Exercise data Block Start
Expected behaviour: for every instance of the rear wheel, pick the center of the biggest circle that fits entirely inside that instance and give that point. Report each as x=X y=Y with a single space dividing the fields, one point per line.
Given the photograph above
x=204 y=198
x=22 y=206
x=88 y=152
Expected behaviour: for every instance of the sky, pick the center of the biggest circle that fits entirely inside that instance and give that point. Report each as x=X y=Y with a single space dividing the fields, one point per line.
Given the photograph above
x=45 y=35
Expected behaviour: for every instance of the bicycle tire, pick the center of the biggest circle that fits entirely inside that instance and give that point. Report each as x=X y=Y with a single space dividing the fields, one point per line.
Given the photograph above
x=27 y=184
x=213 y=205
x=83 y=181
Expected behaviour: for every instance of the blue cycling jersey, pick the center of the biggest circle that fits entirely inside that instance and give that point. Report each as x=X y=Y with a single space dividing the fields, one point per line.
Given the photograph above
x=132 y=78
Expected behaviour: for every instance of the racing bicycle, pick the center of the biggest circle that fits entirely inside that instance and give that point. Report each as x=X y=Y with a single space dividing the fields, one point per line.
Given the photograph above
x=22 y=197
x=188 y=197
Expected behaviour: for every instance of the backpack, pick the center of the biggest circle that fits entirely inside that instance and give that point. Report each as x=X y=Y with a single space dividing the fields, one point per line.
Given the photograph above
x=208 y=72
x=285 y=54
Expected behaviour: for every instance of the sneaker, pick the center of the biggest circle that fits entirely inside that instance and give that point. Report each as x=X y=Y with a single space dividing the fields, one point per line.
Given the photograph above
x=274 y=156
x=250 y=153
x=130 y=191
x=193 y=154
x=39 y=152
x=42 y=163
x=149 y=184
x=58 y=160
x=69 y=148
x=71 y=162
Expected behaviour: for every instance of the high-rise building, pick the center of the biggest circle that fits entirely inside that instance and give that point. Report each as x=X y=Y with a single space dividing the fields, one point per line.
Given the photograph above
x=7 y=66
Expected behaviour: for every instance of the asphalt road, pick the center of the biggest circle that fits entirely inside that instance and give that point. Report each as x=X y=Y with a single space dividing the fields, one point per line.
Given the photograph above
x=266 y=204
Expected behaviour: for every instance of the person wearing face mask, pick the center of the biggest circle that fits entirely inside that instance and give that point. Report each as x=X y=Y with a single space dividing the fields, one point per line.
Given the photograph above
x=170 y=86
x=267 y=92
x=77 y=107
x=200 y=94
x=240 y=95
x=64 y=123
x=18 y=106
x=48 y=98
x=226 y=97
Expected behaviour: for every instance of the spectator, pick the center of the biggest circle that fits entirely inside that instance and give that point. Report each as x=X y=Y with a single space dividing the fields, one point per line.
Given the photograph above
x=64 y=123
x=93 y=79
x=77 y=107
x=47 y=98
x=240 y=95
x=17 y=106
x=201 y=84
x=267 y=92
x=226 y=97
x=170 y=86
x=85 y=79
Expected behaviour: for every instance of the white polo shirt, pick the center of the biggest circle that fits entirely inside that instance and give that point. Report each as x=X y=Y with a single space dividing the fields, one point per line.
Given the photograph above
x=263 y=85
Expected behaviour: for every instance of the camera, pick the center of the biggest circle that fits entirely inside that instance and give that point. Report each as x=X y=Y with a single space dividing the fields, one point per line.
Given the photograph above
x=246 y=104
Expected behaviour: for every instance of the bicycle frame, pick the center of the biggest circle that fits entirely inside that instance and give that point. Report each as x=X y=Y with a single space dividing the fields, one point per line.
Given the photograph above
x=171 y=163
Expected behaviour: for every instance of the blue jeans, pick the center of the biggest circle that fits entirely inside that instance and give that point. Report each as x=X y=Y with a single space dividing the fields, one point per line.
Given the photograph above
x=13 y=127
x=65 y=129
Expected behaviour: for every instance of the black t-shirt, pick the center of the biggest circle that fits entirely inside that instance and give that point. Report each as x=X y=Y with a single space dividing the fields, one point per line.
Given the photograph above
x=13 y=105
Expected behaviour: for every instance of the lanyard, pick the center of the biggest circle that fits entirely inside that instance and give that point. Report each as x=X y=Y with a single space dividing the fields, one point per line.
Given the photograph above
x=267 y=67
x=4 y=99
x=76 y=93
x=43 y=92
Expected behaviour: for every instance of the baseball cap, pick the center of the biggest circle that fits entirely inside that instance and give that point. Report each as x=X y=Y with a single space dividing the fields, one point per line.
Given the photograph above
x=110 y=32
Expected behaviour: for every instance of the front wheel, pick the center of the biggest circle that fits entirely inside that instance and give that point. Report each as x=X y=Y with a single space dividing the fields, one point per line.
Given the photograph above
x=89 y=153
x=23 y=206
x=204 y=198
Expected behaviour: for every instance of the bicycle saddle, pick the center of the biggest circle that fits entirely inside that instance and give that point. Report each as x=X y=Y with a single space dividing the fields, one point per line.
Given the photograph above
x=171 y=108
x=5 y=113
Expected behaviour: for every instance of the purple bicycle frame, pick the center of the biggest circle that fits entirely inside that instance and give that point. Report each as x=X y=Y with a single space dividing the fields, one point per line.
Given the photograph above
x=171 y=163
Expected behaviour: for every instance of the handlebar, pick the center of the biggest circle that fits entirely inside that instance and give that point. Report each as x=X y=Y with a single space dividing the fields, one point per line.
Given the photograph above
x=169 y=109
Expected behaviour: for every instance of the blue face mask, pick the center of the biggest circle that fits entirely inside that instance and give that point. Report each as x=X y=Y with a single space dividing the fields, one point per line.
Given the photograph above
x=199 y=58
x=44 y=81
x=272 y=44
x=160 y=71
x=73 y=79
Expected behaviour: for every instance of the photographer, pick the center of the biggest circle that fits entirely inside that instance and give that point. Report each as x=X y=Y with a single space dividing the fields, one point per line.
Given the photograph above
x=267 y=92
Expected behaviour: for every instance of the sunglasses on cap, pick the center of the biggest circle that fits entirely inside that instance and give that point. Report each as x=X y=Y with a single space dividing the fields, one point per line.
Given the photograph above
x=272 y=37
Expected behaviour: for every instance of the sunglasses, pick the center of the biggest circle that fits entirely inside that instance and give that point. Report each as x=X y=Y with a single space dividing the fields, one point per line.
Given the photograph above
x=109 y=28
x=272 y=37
Exercise data Block End
Requirement >> Within the entries, find all lines that contain "blue" and copy each one.

Written answer >>
Expected behaviour: for every instance of the blue cycling jersey, pick the center of the biggest circle that fits entirely inside that instance and give that point. Report each as x=X y=Y with a single space dividing the fields, one point per line.
Expected behaviour: for every instance of the blue jeans, pick the center of the biggest circle that fits entirely inside that instance and give that point. Report each as x=X y=Y with a single space dividing the fields, one point per line.
Expected behaviour: for every instance of the blue face mask, pick the center of the biggest circle that fits entirely inside that instance and give that point. Report each as x=X y=Y with a single space dividing the fields, one point per line.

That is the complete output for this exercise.